Data entries

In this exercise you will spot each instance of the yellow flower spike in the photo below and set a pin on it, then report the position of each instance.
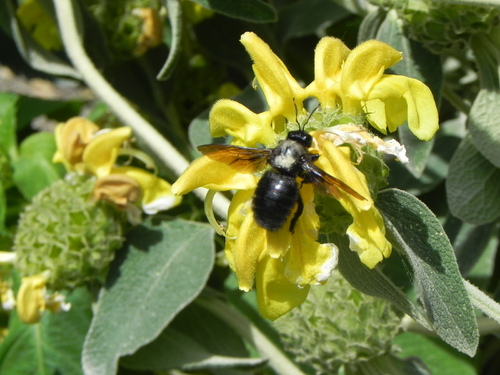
(101, 153)
(276, 295)
(406, 99)
(71, 139)
(329, 56)
(118, 189)
(156, 193)
(228, 117)
(213, 175)
(308, 262)
(31, 298)
(283, 93)
(364, 66)
(367, 232)
(247, 249)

▶ Required action:
Once the pictures are set aside, repeat the remaining data word for word.

▶ Exercise response:
In this exercise you will spot each instance of the yellow flower spike in the photo below and set a pin on it, then report the position of each instance.
(101, 153)
(276, 295)
(406, 99)
(71, 139)
(329, 56)
(118, 189)
(156, 193)
(228, 117)
(213, 175)
(308, 262)
(31, 298)
(283, 93)
(364, 66)
(367, 232)
(247, 249)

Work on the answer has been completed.